- **What the exercise asks**:
Repeat all of the records verbatim.

Content starts

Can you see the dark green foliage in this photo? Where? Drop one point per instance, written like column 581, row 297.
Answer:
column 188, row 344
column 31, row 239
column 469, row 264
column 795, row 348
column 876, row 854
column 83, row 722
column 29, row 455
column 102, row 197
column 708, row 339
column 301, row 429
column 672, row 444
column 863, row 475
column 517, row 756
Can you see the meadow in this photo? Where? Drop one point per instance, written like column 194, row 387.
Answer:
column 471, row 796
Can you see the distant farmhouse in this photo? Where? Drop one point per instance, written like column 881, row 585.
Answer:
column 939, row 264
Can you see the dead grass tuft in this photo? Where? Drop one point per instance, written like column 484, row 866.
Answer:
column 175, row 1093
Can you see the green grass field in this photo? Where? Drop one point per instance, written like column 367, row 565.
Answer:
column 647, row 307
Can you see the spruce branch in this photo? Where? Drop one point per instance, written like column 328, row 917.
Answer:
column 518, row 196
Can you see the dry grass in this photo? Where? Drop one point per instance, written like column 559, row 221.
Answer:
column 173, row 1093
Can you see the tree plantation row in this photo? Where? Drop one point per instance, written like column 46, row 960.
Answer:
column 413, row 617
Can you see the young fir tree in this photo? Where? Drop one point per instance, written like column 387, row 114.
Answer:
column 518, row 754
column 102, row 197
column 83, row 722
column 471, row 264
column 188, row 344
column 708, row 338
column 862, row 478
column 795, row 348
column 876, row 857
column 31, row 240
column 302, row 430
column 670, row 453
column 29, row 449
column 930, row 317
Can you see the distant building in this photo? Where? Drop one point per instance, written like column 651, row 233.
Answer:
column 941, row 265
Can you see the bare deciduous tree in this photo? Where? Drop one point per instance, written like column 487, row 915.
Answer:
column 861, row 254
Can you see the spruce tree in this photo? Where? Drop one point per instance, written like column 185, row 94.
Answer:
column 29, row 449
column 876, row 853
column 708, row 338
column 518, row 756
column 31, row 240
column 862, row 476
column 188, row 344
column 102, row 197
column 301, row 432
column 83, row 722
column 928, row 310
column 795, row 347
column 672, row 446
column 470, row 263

Content ends

- **Your solution**:
Can you see the dark green foliage in this photo? Where? Drop one point per instance, written like column 581, row 297.
Answer:
column 188, row 344
column 31, row 239
column 469, row 264
column 795, row 348
column 876, row 854
column 83, row 722
column 29, row 455
column 102, row 197
column 708, row 339
column 301, row 429
column 672, row 444
column 863, row 475
column 517, row 756
Can you see the meadow in this photo? Where? Drop one point per instance, written like column 194, row 387.
Answer:
column 471, row 796
Can you see the distant farmhouse in this photo? Where? Drop one point per instance, written like column 881, row 585.
Answer:
column 939, row 264
Can you see the dead grass tuft in this photo? Where? Drop one point per instance, written like column 484, row 866.
Answer:
column 175, row 1093
Can you see the green grass field in this photo? Where? Drop one point per instance, written like column 367, row 565.
Answer:
column 647, row 307
Can you see the spruce branch in this photo? Where? Drop one point per instance, written like column 328, row 917.
Answer:
column 518, row 196
Can you see the dry grass in this photo? Where? Drop one point per instance, written like column 559, row 221.
Answer:
column 173, row 1093
Can you see the tree plantation row in this photo? Where? Drop one point per instance, written like column 46, row 960.
Answer:
column 413, row 617
Can you see the young fir tree in this photo? Where? Drop one point per instance, written like column 387, row 114.
Answer:
column 518, row 754
column 102, row 197
column 83, row 722
column 471, row 264
column 188, row 344
column 708, row 338
column 862, row 478
column 795, row 348
column 876, row 857
column 31, row 240
column 302, row 430
column 670, row 453
column 29, row 449
column 930, row 317
Can you see the distant building in this photo? Where? Drop one point per instance, written like column 651, row 233.
Answer:
column 941, row 265
Can you see the bare deciduous tree in this photo? Where? Drop one point per instance, written like column 487, row 915.
Answer:
column 861, row 254
Can you see the spruce tree in this photo? Where? Drop one point per instance, written like column 185, row 94.
Answer:
column 29, row 449
column 876, row 853
column 708, row 338
column 518, row 756
column 31, row 240
column 862, row 476
column 188, row 344
column 102, row 197
column 301, row 432
column 83, row 722
column 928, row 310
column 795, row 347
column 672, row 446
column 470, row 263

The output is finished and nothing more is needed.